__Exercise objective__.
Quote verbatim the portion of the symbol-versioning discussion that opens with the words containing "Fangrui Song June" and closes with "the intuitive case.".

___ Passage provided

Ping on this cleanup.
It does not change the behavior for ld output.
  
Fangrui Song June 28, 2022, 8:22 p.m. UTC | #8
On 2022-06-10, Fangrui Song wrote:
>On 2022-06-01, Fangrui Song wrote:
>>On 2022-06-01, Florian Weimer wrote:
>>>* Fangrui Song:
>>>
>>>>>Based on first principles, I think we should do the following:
>>>>>
>>>>>* If we have a version to look up (via a DT_VERNEED binding or dlvsym),
>>>>>and the target is versioned as well, a full match means equality of
>>>>>symbol name and version.  The hidden/default flag and the version
>>>>>index do not matter.
>>>>
>>>>Yes, the intuitive case.
>>>>
>>>>>* If we have a version to lookup up, but no version information in the
>>>>>target, we match only the name.  This is necessary so that
>>>>>interposition of e.g. malloc without a version works.
>>>>
>>>>Yes. Sanitizers work this way: they are unversioned but can intercept
>>>>*@GLIBC_* functions.
>>>
>>>They break symbol versioning due to this, so I'm not sure if they are a
>>>good example.
>>
>>The behavior is natural to me: the behavior when DT_VERSYM is absent
>>matches the intention of the index 1/2 special rule when DT_VERSYM is present.
>>
>>On the other hand, without the rule, an interceptor needs a glibc style version
>>script to intercept functions like malloc.  This would make the interceptor
>>cumbersome.  Also, if programs get newer malloc versions (because glibc updated malloc behavior),
>>the interceptor would have to keep adding new versioned definitions.

______
___ Supplied information

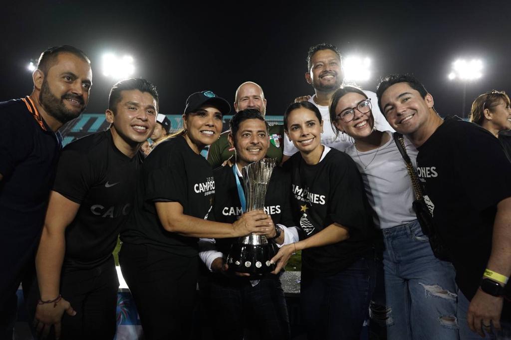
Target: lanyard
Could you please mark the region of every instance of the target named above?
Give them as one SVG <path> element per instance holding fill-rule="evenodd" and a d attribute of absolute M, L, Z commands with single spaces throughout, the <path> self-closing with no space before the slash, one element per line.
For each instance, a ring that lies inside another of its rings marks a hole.
<path fill-rule="evenodd" d="M 42 122 L 42 118 L 41 118 L 41 115 L 39 114 L 37 108 L 34 105 L 34 103 L 32 101 L 32 99 L 30 98 L 30 96 L 27 95 L 25 98 L 22 98 L 21 100 L 25 102 L 25 105 L 27 105 L 27 108 L 29 109 L 29 112 L 32 115 L 34 119 L 36 120 L 39 126 L 41 127 L 41 129 L 45 131 L 46 127 L 44 126 L 44 123 Z"/>
<path fill-rule="evenodd" d="M 234 173 L 234 177 L 236 179 L 236 185 L 238 186 L 238 196 L 240 197 L 240 203 L 241 203 L 241 210 L 243 212 L 247 210 L 247 201 L 245 199 L 245 192 L 243 191 L 243 187 L 241 186 L 240 183 L 240 178 L 238 176 L 238 172 L 236 169 L 238 165 L 236 163 L 233 165 L 233 172 Z"/>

______

__Reply to the task__.
Fangrui Song June 28, 2022, 8:22 p.m. UTC | #8
On 2022-06-10, Fangrui Song wrote:
>On 2022-06-01, Fangrui Song wrote:
>>On 2022-06-01, Florian Weimer wrote:
>>>* Fangrui Song:
>>>
>>>>>Based on first principles, I think we should do the following:
>>>>>
>>>>>* If we have a version to look up (via a DT_VERNEED binding or dlvsym),
>>>>>and the target is versioned as well, a full match means equality of
>>>>>symbol name and version.  The hidden/default flag and the version
>>>>>index do not matter.
>>>>
>>>>Yes, the intuitive case.